■ **CONSIGNAS DEL EJERCICIO**:
[a] Transcribe del texto sobre Donald Trump, sin alterar nada, el pasaje que comienza en las palabras "Y con él no" y acaba tras las palabras "alrededor del globo.".
[b] En el texto sobre Donald Trump, ¿a quién se pone como ejemplo de los otrora impresentables que hoy se cuentan entre los amigos del señor de la Casa Blanca?

■ **TEXTO FUENTE**:
──────
Lo que parecía una treta publicitaria más destinada a elevar su perfil y el de sus negocios, tomada primero a broma por la clase política y los medios de comunicación estadounidenses y mundiales, terminó en lo que ya conocemos: la presidencia más peculiar, hostil y alejada de todas las normas de civilidad en la historia moderna de esa, la nación más poderosa del mundo.
Y con él no sólo ha cambiado la manera de hacer política en los Estados Unidos, sino en todo el mundo. El discurso nativista, de exclusión, de recetas simples y anticuadas que apela a la nostalgia y el resentimiento más que al futuro y la innovación, es la receta nada secreta del mago contemporáneo de la mercadotecnia política. Donald Trump ha transformado no sólo el tradicional (y bastante anquilosado) elenco de la vida pública en su patria, sus efectos se sienten, y resienten, alrededor del globo.
No es cosa menor lo sucedido en estos cuatro años: el discurso y las formas son otros, pero también los límites de lo que es y no aceptable. La mentira, la descalificación, el ataque a las instituciones, el desprecio por los acuerdos y tratados internacionales, por la diplomacia, por la convivencia cordial y civilizada entre las naciones. Los que eran amigos hoy son rivales, los socios son enemigos, mientras que algunos otrora impresentables (como el dictador hereditario de Corea del Norte) hoy se cuentan entre los amigos del señor de la Casa Blanca.
──────
(Registros del conjunto de datos sobre la ubicación de objetos)
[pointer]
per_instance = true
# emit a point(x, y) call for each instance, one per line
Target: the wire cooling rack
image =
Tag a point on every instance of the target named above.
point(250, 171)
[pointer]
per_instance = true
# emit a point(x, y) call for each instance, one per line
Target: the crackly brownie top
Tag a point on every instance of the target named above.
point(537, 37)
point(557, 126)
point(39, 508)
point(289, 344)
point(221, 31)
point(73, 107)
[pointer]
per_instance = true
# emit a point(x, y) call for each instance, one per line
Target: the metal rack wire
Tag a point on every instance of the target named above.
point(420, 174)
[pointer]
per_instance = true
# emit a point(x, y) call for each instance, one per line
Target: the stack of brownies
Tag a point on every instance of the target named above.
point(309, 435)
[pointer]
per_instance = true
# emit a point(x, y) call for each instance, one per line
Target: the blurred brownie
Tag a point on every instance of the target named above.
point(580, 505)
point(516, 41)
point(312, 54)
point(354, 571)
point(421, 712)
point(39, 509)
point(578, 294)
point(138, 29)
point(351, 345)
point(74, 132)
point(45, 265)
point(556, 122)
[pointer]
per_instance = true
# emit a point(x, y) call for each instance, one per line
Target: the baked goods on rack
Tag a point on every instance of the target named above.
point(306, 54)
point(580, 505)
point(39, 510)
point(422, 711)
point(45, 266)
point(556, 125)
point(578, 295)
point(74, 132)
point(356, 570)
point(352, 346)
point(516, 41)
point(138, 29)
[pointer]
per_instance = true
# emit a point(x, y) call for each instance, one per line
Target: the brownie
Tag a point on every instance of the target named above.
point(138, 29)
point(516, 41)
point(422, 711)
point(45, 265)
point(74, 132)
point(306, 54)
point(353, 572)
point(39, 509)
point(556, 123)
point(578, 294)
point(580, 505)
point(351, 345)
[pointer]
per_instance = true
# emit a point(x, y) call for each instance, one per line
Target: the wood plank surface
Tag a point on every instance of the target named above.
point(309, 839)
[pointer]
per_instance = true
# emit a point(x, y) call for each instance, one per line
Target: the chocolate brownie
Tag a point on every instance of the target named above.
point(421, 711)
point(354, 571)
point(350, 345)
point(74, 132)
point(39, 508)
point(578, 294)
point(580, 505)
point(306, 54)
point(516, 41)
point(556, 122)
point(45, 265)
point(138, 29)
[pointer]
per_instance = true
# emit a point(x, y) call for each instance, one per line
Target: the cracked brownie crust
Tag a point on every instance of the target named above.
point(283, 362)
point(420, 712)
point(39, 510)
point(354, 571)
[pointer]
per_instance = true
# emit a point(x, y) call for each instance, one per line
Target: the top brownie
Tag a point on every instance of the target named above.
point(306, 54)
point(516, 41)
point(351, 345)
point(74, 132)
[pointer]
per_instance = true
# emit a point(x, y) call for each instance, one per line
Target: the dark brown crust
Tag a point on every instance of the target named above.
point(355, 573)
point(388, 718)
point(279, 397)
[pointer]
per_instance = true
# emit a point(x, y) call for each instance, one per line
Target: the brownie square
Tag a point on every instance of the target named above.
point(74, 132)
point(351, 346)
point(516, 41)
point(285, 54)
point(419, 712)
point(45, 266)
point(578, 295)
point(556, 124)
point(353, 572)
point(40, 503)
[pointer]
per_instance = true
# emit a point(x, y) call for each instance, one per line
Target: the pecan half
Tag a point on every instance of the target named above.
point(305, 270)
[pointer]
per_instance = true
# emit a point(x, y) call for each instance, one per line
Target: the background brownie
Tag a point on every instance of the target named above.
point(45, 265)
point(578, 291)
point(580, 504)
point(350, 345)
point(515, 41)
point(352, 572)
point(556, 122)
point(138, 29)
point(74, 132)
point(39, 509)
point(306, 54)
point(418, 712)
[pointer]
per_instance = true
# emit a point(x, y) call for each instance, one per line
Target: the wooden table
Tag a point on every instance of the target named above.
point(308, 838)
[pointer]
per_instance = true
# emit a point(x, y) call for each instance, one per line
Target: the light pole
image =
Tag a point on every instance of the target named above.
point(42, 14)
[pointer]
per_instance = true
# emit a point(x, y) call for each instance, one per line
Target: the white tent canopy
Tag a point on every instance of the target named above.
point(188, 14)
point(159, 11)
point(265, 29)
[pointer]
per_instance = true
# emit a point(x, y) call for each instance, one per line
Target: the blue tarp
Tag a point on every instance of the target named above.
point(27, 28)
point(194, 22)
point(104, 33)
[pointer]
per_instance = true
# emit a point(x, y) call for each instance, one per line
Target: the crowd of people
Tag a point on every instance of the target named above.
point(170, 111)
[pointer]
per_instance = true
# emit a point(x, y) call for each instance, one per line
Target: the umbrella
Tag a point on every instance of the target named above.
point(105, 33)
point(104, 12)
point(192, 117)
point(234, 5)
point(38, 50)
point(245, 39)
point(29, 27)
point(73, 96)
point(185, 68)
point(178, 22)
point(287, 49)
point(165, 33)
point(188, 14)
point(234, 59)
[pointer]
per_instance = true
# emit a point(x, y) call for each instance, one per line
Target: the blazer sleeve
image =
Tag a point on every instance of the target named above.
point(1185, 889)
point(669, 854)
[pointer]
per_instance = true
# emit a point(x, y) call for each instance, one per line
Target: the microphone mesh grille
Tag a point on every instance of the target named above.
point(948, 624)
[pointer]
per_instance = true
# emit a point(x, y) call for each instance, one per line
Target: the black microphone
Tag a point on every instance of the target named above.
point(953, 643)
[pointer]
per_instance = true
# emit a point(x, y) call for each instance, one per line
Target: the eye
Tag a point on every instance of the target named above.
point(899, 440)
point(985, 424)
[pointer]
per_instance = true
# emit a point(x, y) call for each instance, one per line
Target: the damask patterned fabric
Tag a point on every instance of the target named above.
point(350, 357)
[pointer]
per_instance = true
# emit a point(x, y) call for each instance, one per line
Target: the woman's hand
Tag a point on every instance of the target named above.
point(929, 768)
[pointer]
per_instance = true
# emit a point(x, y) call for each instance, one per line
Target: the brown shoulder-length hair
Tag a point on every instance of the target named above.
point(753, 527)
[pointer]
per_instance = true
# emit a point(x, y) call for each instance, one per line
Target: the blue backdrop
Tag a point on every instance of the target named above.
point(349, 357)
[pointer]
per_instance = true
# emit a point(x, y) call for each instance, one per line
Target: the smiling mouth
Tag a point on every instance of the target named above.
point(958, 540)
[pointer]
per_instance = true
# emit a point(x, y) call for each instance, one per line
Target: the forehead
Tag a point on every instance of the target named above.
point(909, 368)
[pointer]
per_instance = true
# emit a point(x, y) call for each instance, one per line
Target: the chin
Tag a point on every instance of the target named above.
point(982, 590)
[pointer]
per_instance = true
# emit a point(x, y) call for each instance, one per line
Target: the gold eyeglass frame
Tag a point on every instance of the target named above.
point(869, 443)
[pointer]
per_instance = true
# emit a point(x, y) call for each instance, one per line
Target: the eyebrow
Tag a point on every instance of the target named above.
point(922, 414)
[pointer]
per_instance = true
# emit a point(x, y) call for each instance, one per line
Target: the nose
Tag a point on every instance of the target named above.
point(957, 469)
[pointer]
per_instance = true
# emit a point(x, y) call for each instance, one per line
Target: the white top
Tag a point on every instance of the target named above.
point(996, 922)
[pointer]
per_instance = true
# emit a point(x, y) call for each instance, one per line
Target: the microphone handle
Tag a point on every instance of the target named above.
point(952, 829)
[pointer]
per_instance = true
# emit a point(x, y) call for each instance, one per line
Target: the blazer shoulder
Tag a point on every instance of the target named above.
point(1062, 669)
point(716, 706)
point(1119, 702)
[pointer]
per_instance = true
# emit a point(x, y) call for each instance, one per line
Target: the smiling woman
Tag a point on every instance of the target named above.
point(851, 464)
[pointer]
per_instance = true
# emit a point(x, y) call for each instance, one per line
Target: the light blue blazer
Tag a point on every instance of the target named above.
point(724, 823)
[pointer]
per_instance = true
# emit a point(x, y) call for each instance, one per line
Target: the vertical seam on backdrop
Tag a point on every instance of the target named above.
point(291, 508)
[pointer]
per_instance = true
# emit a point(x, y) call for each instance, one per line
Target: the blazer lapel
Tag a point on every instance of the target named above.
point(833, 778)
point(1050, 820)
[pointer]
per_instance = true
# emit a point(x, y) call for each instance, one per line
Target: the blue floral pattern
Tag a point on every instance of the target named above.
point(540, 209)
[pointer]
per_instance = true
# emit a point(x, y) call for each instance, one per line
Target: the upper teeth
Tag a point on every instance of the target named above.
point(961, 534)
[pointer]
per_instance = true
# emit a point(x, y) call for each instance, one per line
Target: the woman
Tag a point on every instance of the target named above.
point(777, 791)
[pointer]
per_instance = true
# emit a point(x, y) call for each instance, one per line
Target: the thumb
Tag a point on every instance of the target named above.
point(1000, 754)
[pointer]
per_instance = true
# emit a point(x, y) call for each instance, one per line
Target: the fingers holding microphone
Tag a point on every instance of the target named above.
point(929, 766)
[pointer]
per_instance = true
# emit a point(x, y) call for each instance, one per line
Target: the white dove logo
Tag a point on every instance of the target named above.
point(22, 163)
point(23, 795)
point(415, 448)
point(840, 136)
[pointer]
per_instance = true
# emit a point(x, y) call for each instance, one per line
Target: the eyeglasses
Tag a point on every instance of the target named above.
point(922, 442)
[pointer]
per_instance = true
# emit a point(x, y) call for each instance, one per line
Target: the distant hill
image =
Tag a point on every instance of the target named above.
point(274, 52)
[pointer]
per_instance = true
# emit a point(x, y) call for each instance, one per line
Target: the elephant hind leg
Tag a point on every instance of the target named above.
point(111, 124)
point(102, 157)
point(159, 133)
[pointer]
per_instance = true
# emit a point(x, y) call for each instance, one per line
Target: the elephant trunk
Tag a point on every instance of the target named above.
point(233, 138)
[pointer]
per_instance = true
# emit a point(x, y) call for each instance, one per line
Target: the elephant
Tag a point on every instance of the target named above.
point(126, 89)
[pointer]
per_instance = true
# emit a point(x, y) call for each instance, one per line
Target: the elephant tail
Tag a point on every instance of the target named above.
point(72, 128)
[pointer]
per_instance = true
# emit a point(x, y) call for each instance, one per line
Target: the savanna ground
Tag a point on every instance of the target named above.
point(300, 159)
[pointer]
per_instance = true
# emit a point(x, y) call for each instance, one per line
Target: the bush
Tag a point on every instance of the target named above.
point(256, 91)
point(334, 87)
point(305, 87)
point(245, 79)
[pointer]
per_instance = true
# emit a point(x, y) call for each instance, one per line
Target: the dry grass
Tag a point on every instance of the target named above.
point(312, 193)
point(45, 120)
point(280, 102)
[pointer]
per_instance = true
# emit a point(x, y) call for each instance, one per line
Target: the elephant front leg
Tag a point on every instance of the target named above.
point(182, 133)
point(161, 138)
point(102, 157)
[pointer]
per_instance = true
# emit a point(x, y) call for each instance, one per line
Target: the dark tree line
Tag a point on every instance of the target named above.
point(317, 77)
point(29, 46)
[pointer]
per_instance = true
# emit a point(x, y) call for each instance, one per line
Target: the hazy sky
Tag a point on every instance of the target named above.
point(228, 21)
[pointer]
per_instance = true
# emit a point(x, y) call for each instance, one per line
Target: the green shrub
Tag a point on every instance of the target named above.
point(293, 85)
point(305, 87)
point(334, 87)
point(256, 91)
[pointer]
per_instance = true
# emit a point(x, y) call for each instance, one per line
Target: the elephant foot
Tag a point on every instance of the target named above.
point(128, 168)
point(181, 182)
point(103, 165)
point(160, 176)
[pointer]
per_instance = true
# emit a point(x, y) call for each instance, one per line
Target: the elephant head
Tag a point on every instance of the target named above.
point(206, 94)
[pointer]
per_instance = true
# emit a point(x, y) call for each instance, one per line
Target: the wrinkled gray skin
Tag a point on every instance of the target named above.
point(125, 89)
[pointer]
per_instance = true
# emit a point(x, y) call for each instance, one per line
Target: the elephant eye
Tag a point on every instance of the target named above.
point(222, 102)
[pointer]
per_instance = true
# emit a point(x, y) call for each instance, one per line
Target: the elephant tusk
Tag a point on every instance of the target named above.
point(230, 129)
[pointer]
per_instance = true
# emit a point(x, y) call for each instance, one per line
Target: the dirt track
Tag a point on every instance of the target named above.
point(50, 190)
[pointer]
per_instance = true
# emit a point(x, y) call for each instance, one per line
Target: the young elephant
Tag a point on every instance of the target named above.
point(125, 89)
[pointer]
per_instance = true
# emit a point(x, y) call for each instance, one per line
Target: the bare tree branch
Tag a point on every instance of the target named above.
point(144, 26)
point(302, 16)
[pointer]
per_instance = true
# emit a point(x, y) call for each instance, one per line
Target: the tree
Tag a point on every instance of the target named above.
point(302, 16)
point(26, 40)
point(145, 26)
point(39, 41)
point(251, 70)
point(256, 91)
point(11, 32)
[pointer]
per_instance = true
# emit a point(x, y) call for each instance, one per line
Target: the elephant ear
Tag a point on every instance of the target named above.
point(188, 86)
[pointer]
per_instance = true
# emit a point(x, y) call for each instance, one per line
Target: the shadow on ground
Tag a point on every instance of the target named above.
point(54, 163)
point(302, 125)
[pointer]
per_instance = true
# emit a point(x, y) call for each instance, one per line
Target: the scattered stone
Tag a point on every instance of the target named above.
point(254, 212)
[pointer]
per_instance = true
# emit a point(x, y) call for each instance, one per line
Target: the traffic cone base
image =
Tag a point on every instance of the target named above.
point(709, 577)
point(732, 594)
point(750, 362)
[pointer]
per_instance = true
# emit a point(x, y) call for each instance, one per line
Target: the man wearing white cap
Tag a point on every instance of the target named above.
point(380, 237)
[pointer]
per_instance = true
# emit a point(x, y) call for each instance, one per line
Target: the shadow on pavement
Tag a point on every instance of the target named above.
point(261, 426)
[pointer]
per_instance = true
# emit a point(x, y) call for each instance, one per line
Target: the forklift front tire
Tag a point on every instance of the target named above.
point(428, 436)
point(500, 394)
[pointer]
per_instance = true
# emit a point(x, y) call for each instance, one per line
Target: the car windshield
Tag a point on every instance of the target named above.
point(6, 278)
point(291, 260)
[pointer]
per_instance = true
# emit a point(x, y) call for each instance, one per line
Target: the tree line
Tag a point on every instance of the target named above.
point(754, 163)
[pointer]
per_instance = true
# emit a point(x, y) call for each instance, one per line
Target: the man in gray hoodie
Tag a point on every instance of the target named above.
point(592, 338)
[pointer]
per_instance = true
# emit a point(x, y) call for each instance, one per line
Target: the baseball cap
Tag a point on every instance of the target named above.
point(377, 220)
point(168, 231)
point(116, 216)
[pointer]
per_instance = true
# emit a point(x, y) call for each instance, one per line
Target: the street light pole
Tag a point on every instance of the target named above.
──────
■ **SOLUCIONES**:
[a]
Y con él no sólo ha cambiado la manera de hacer política en los Estados Unidos, sino en todo el mundo. El discurso nativista, de exclusión, de recetas simples y anticuadas que apela a la nostalgia y el resentimiento más que al futuro y la innovación, es la receta nada secreta del mago contemporáneo de la mercadotecnia política. Donald Trump ha transformado no sólo el tradicional (y bastante anquilosado) elenco de la vida pública en su patria, sus efectos se sienten, y resienten, alrededor del globo.

[b] Al dictador hereditario de Corea del Norte.